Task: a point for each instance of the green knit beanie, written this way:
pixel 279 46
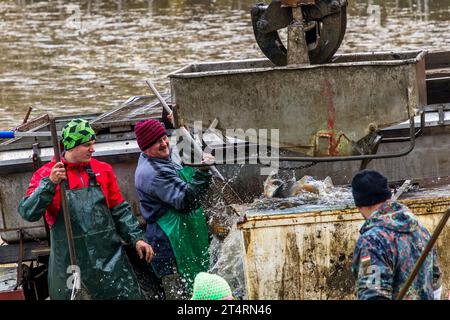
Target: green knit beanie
pixel 77 132
pixel 211 287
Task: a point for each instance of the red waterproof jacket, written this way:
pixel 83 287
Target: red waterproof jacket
pixel 78 178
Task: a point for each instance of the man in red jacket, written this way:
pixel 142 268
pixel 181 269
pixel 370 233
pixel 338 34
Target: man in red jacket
pixel 100 217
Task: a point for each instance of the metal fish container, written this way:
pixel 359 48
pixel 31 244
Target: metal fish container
pixel 296 254
pixel 320 110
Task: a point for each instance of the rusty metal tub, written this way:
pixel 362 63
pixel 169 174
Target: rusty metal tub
pixel 321 110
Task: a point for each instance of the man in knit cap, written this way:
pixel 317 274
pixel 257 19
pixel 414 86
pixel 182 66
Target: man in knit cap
pixel 170 198
pixel 100 217
pixel 391 241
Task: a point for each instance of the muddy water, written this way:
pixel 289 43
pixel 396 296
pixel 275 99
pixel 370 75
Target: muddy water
pixel 89 56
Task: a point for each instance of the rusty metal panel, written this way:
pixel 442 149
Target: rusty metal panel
pixel 308 255
pixel 346 98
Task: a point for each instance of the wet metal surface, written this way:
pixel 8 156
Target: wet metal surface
pixel 319 109
pixel 90 56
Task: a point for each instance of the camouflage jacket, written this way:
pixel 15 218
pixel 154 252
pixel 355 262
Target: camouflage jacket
pixel 390 243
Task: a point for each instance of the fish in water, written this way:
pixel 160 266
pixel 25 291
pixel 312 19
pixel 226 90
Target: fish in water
pixel 275 188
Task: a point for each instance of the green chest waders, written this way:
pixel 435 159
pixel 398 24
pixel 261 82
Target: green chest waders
pixel 104 268
pixel 188 236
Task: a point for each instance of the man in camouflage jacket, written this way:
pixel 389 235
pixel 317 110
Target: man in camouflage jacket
pixel 391 241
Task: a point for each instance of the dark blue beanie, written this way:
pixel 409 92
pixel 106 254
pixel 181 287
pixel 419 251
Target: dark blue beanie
pixel 370 187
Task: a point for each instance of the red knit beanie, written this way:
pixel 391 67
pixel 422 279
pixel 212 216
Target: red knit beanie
pixel 148 132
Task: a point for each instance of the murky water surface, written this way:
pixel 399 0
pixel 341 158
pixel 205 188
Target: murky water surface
pixel 89 56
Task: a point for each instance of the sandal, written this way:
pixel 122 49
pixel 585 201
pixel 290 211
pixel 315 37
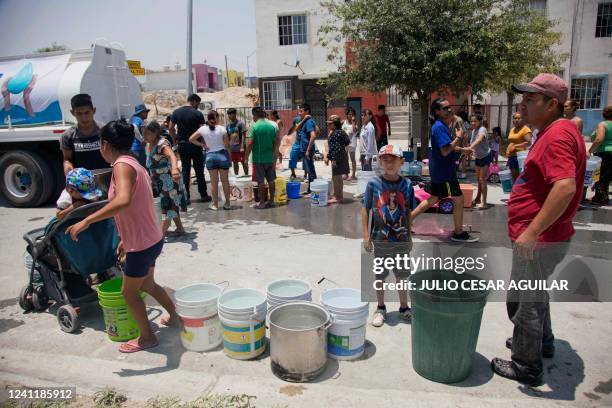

━━━━━━━━━━━━━━━━━━━━

O problema:
Por favor, repita sem nenhuma alteração o trecho dos registros que começa no início e termina na linha que contém "pixel 321 110", incluindo essa linha. Deixe as imagens fora da resposta.

Solução do exercício:
Task: a point for each instance of the green knit beanie, written this way:
pixel 279 46
Target: green knit beanie
pixel 77 132
pixel 211 287
Task: a point for each instance of the red waterproof jacket, written this way:
pixel 83 287
Target: red waterproof jacket
pixel 78 178
Task: a point for each instance of the man in red jacket, written this way:
pixel 142 268
pixel 181 269
pixel 370 233
pixel 338 34
Target: man in red jacket
pixel 100 217
Task: a point for each instance of the metal fish container, written this way:
pixel 359 48
pixel 31 244
Target: metal fish container
pixel 296 254
pixel 320 110
Task: a point for each instance of the rusty metal tub, written this way:
pixel 362 63
pixel 169 174
Target: rusty metal tub
pixel 321 110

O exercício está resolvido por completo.